How the invention of Hyperloop will set fire to £100 billion of your money.


I know that’s a pretty bold title to go with but Hyperloop will change transportation forever and inadvertently set off a £100 billion time bomb for HS2.

Let me start with what we are most familiar with.

The current state of the Uk rail network. Let’s be honest, it’s a bit of joke. Ticket prices already far exceed prices in Europe and are still rising twice as fast as wages.

Here’s an example. According to a report from Action for Rail, commuters between Luton and London St Pancreas spend 14% of an average monthly wage for a £387 monthly pass. Hop over to France or Italy and you’d pay 2.4% and 3.1% of wages respectively.

In summary, for all the good things about this country, unfortunately, the slow and ludicrously expensive rail networks are leaving a black mark.

This brings me onto the ‘powers that be’s’ ‘high speed’ solution.

The HS2.

The year is now 2017 so chances are you’ve heard a bit about HS2. If you haven’t then here is a couple of links.

Without going into too much detail here this stands for high-speed 2. This is the second phase of the brand new ‘high-speed’ rail network planned for the Uk. Notice the accentuation of ‘high-speed’.

Ministers say that the HS2 will both boost the economy and slash journey times leading to a hyper-connected Uk. Here’s the thing…’high-speed’ it is absolutely not and coming in at between £50-80 billion pre-construction not too economical (this doesn’t allow for inflation either).

Let’s put a bit of meat on the bone here.


The HS2 is proposed to run at a proposed 250mph. Great, sounds quick right? Compared to our current solution yes. It’ll cut journey times from Birmingham to London by 32 mins.

The problem comes when compared with other countries around the world. Before we get onto that let’s look at the cost.

The cost of Hs2.

Obviously building a ‘high-speed’ rail network comes at a cost. A cost estimate of a cool £105m per km. This will make it the most expensive railway ever made per km. Note that the first phase will be completed by 2026 and the second by 2033. This will be put into context in a second.

Entries contained in a dataset

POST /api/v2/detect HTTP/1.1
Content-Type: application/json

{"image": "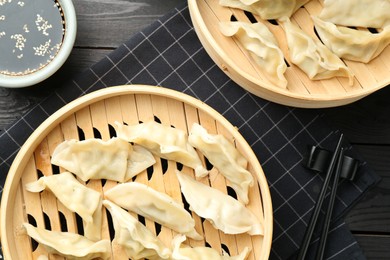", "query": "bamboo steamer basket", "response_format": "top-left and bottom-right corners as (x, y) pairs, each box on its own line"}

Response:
(0, 85), (273, 259)
(188, 0), (390, 108)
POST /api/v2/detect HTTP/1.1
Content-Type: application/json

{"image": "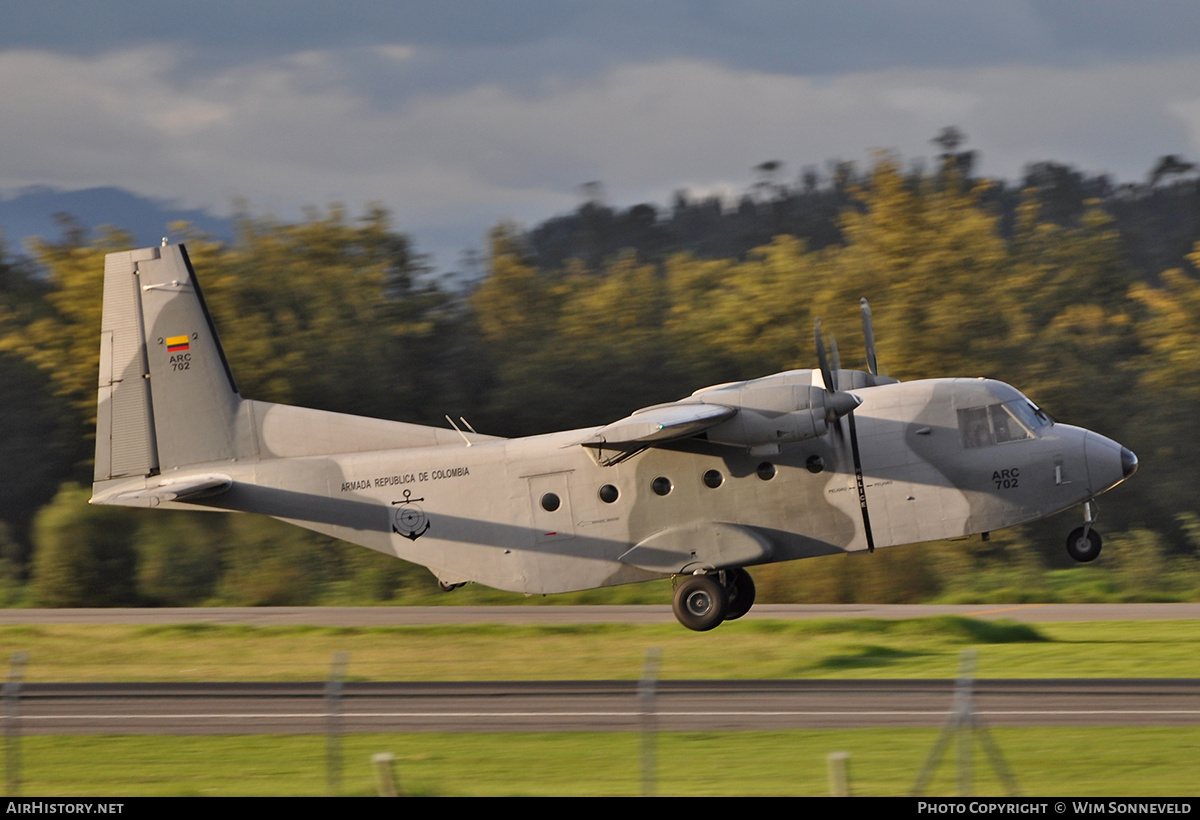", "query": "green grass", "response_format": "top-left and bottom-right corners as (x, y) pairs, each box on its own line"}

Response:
(0, 616), (1200, 681)
(9, 617), (1200, 798)
(20, 728), (1200, 797)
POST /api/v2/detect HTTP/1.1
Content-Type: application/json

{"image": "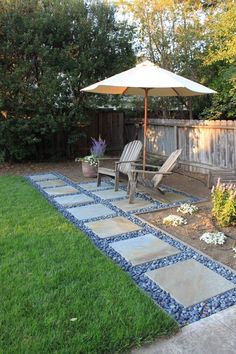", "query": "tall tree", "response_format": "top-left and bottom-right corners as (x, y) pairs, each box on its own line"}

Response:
(119, 0), (206, 116)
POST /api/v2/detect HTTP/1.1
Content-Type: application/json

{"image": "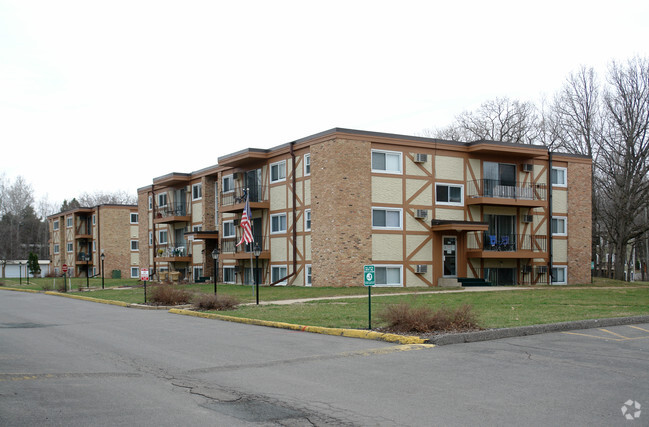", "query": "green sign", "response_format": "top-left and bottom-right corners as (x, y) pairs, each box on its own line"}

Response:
(363, 265), (374, 286)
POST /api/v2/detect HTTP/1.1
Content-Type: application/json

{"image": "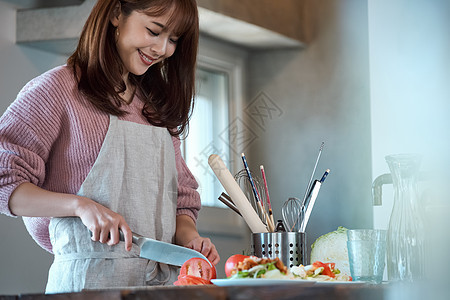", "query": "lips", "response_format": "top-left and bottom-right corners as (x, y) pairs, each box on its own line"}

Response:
(138, 49), (156, 66)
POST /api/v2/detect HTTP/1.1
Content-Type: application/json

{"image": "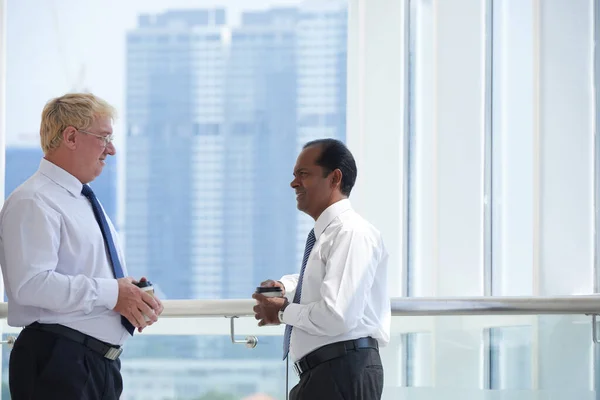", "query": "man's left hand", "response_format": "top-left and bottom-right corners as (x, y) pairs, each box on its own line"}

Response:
(252, 293), (287, 326)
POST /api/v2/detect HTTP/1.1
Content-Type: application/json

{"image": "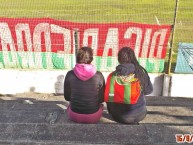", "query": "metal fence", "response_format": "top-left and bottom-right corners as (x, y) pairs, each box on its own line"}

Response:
(0, 0), (193, 74)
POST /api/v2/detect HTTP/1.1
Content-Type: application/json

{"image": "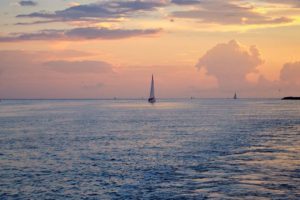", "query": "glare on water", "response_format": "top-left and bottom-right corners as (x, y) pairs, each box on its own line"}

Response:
(0, 99), (300, 199)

What is asked:
List every amount of money in pounds that the Hyperloop and HS2 article mentions.

Output for this task:
- £100 billion
- £387 (a monthly pass)
- £50-80 billion
- £105m per km